_What to do_
Give back every record that follows, exactly as written.

_Source material_
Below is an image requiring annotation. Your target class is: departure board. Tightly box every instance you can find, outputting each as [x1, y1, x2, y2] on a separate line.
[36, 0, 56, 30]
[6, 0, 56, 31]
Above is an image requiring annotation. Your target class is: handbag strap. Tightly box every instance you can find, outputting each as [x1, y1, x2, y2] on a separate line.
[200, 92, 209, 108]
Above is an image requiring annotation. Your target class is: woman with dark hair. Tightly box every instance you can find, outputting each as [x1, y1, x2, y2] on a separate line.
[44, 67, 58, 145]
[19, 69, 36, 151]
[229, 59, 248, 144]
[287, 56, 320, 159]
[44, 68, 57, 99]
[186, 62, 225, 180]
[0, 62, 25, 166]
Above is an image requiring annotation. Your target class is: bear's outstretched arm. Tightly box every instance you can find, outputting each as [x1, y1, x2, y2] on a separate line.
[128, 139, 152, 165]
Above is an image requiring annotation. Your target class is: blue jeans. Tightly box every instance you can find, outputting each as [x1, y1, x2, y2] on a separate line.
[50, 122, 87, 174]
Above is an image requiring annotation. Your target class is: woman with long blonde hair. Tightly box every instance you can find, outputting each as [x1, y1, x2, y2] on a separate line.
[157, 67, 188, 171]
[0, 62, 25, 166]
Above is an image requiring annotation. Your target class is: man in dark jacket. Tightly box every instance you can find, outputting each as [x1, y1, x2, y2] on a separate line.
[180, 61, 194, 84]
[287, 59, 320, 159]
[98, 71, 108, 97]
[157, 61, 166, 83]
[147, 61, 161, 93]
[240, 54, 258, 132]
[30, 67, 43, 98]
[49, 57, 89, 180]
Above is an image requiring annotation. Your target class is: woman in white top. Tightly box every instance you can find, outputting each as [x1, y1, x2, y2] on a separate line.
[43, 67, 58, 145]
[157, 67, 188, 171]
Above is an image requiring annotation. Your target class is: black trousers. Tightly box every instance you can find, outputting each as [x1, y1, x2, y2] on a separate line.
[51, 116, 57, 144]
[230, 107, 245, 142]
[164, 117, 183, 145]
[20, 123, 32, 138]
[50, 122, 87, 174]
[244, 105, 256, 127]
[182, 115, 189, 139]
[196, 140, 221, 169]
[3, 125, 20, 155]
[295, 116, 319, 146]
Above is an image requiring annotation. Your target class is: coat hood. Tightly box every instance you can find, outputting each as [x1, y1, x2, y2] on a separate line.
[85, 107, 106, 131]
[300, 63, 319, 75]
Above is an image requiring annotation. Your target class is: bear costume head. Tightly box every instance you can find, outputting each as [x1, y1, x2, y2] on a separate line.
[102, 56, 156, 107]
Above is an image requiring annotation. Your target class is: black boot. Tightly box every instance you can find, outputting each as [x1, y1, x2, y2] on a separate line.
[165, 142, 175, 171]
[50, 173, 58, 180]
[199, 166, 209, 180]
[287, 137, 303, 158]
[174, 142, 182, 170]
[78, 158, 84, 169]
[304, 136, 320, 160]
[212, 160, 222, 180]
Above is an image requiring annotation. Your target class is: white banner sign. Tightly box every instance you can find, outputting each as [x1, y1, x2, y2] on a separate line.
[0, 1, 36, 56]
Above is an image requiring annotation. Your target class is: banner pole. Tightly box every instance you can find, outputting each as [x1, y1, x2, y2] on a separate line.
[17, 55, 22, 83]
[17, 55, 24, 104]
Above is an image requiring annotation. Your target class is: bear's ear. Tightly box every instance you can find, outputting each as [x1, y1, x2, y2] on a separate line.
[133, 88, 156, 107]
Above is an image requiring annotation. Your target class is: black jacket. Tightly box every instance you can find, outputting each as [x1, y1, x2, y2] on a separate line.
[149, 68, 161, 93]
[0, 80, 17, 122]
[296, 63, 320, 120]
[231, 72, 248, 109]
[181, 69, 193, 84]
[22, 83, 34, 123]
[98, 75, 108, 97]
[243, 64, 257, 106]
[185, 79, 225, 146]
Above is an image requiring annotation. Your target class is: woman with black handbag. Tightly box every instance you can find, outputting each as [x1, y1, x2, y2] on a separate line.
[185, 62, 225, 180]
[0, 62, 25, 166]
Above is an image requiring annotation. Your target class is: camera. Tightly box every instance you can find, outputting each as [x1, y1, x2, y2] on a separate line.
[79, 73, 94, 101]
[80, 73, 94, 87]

_Exercise result_
Below is an image requiring annotation. Your target class is: departure board. Tightly box every instance you can find, outputting each as [x1, y1, x2, y2] on a separate line.
[36, 0, 56, 30]
[6, 0, 56, 31]
Above is an image requiring annotation. Your target class is: handbag strap. Tightly box every instance you can find, outputting each as [x1, y1, x2, y2] on a separate line.
[200, 92, 209, 108]
Above is an image requiring annotation. Your target class is: woman with dark hair. Tightly box every instance you can find, outputting each as [x1, y1, x2, y2] on a separate line.
[44, 67, 58, 145]
[19, 69, 36, 151]
[229, 59, 248, 144]
[287, 56, 320, 159]
[44, 68, 57, 99]
[186, 62, 225, 180]
[0, 62, 25, 166]
Above is an image requiring annotation. Your target class is: bear's outstretched arm. Tightly box every instance you can find, outputting each as [x1, y1, x2, y2] on a separate line.
[128, 139, 152, 165]
Above is an image requiring annotation. Your target class is: blue jeans. Tightly box every instance you can find, outputting each as [x1, y1, x2, y2] on a separate line.
[50, 122, 87, 174]
Above is an image requiring annotation. Your target class is: woman with long blonde hair. Tightly box every instance you can find, outputting each as [x1, y1, x2, y2] on a separate line.
[157, 67, 188, 171]
[0, 62, 25, 166]
Above is an image requiring annotation. Your target class is: man in dark jacket. Tightly box every instance you can find, outputting each as [x1, y1, x2, y2] on a separate line.
[180, 61, 194, 84]
[287, 59, 320, 159]
[98, 71, 108, 97]
[157, 61, 166, 83]
[147, 61, 161, 93]
[240, 54, 258, 132]
[30, 67, 43, 98]
[49, 57, 89, 180]
Above is an image requiring annotation. Your target class is: woman in white top. Tightly box every instance you can find, outputting each as [x1, y1, x2, y2] on a separate line.
[43, 67, 58, 145]
[157, 67, 188, 171]
Above is an image requiring annotation. Your target class is: black trousers. Tightly box every instance you can find, outputting each as [x1, y1, x2, y2] on a separate line.
[51, 116, 57, 144]
[230, 107, 245, 142]
[164, 117, 183, 145]
[20, 123, 32, 138]
[50, 122, 87, 174]
[244, 105, 256, 127]
[182, 115, 189, 139]
[196, 140, 221, 169]
[3, 125, 20, 155]
[295, 116, 319, 146]
Above is an image requiring annotation. Your target class is: coat hood. Tightly box every instance you can find, outputting each as [x1, y1, x2, y2] on a separate line.
[85, 107, 106, 131]
[300, 63, 319, 75]
Above is an image requiring annotation. Your target class is: bear costume head. Tightly box every instance you can find, outputting each as [x1, y1, x2, y2] on a separate line.
[102, 56, 156, 107]
Above is an image requiring annotation. Your target class is: black boot. Tightly box every instance you can find, outputting each as [x1, y1, x2, y2] on a separate line.
[165, 142, 175, 171]
[50, 173, 58, 180]
[199, 166, 209, 180]
[287, 137, 303, 158]
[174, 142, 182, 170]
[78, 158, 84, 169]
[304, 136, 320, 160]
[212, 160, 222, 180]
Above is an image requiring annotation. Your target class is: white banner sign. Tightly box every instance you can find, outputting each as [x1, y1, x2, y2] on a separate line.
[0, 1, 36, 56]
Above is an image requiring annotation. Your target class is: banner pole. Tightly box every instance you can find, outputting each as [x1, y1, x2, y2] on a separate line.
[17, 55, 22, 83]
[17, 55, 24, 104]
Above is an image requiring annotation. Your target class is: bear's ear. Tightly box every instance you can find, outputting each as [x1, y1, x2, y2] on a separate line.
[133, 88, 156, 107]
Above is an image requiring annotation. Your target class is: black jacket. Tightly box every instance you can find, outputting each as [x1, y1, x2, y2] on a separate line.
[149, 68, 161, 93]
[0, 80, 17, 122]
[296, 63, 320, 120]
[231, 72, 248, 109]
[181, 69, 193, 84]
[22, 83, 34, 123]
[98, 75, 108, 97]
[243, 64, 257, 106]
[185, 79, 225, 146]
Above is an image requiring annotation. Your target class is: woman with black handbag. Tightly box every instance you can find, outputting each as [x1, y1, x2, y2] on a separate line.
[185, 62, 225, 180]
[0, 62, 25, 166]
Above is an image requiring annotation. Your target class is: camera. Tightly box every instance you can find, outputting each as [x1, y1, x2, y2] on a separate line.
[79, 73, 94, 101]
[80, 73, 94, 87]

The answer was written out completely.